Check your understanding.
[1] Answer these questions using the interview with Demis Hassabis:
(a) How does Hassabis describe Project Astra?
(b) Which browser would the AI agents in Project Mariner use?
(c) According to the note at the top, why was the conversation edited?
[2] Continue the interview with Demis Hassabis from where it stops.

Demis Hassabis on what’s next after his Nobel Prize

This conversation has been edited for length and clarity.

Reed Albergotti: It’s often a critique that all the AI companies have the same technology, but I imagine there is a unique flavor to each. The multimodal aspects of Gemini probably put it in that category, right?

Demis Hassabis: You touched on one of the major things. From the beginning, I said Gemini was multimodal, and it’s still, by far, the best multimodal model. The reason we did that is we wanted it to be useful for things like Project Astra, our universal assistant. A proper universal digital assistant needs to understand the spatial-temporal context that you’re in, not just language, but understand the real world. We have made great progress with that, and Gemini is at the heart of it.

Also, we’re imagining a new project, Project Mariner, which would involve AI agents using the Chrome browser, understanding human interfaces, and then acting on your behalf and completing useful tasks. Finally, we’re very excited about robotics. For robotics, you also need exactly those attributes to understand an embodied intelligence, you need to understand the world around you.

Extracted information.
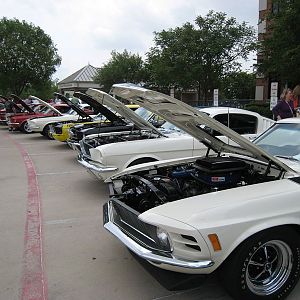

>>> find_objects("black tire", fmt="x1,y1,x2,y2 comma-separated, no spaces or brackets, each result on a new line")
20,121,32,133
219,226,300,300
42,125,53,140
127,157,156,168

Answers per task.
[1]
(a) As "our universal assistant."
(b) The Chrome browser.
(c) For length and clarity.

[2]
It’s very interesting combining those technologies, those ideas, with the Gemini foundation models. I think that’s a new era that we’re very well poised for, and we just released a new thinking model yesterday. The applications area, too — AI for science — has always been my passion and the reason I got into AI in the first place, obviously, AlphaFold being the prime example of that. But it’s just the beginning. I think we’ll be able to use AI to eventually cure, most if not all, diseases.

Because this model was trained on this multimodal approach from the beginning, do you see it becoming the generalized model for robotics and drug discovery? Is it all one?

Eventually, it will be as we get towards AGI and beyond. But for robotics, for sure. It’s exactly the kind of base model for Astra and robotics. An Astra thing, like smart glasses that can understand the world, is very similar to how you’d want a robot to process the world around you. But the biology stuff, that’s still more specialized systems on top of the general-purpose algorithms.

So AlphaFold isn’t just a straightforward application of transformers. It needs its own bespoke architecture that’s suited for that particular problem. A lot of scientific, deep problems are going to be like that for a little while until the general models become truly, fully general. We’re still a little bit away from that.

There’s been this narrative lately about progress plateauing in AI. Why do you think people insist that progress is plateauing?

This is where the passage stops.